WHAT YOU SHOULD DO:
Please reproduce the listing below line for line, without any changes, and leave out the pictures.

--- Begin DATASET ROWS ---

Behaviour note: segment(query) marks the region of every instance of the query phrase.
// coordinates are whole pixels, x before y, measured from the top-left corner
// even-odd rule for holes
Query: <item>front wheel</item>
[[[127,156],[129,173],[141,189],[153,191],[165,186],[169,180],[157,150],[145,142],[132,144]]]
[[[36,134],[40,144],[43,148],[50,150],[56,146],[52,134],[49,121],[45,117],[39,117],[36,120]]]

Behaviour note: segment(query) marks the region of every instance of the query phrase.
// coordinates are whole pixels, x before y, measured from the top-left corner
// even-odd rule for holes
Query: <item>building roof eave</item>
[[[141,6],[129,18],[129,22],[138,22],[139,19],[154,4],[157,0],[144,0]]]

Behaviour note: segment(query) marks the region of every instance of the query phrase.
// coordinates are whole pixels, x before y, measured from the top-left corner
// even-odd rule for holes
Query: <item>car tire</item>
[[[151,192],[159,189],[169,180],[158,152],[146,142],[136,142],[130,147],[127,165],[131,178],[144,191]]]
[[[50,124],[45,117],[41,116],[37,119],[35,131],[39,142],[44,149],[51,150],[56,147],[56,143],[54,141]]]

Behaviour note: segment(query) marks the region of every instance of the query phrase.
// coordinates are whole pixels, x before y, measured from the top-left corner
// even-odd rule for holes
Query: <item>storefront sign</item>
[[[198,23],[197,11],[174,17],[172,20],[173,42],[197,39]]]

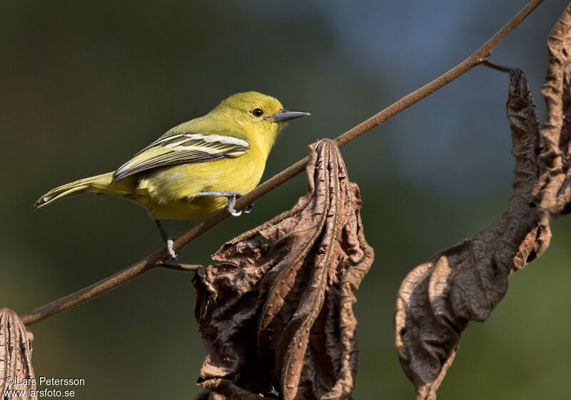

--- End DATASET ROWS ---

EXERCISE OUTPUT:
Behaviour note: segment(query) marks the region of every instance of the query phrase.
// coordinates are whole pixels, x before y, measured from the top-left corner
// even-odd rule for holes
Query: <item>front wheel</item>
[[[127,156],[129,173],[141,189],[153,191],[165,186],[169,180],[157,150],[145,142],[132,144]]]
[[[36,134],[40,144],[43,148],[50,150],[56,146],[52,134],[49,121],[45,117],[39,117],[36,120]]]

Behaviour note: segment(query) marks the region of every instance of the query phrase.
// coordinates are whole pixels, x before y, measured from the top-left corner
// even-odd rule for holes
Query: <item>building roof eave</item>
[[[141,6],[129,18],[129,22],[138,22],[139,19],[154,4],[157,0],[144,0]]]

Behaviour note: segment(query) marks the region of every instance of the query phrase.
// coordinates are whole pixels, x before y, measured from the top-left corner
// even-odd rule for holes
Query: <item>car tire</item>
[[[151,192],[159,189],[169,180],[158,152],[146,142],[136,142],[130,147],[127,165],[131,178],[144,191]]]
[[[50,124],[45,117],[41,116],[37,119],[35,131],[39,142],[44,149],[51,150],[56,147],[56,143],[54,141]]]

Behaviour note: segment(query) marks the region of every instance of the query phrase.
// coordinates are whole pixels, x before y, measured from the top-left corner
// even-odd rule for holes
Query: <item>storefront sign</item>
[[[198,23],[197,11],[174,17],[172,20],[173,42],[197,39]]]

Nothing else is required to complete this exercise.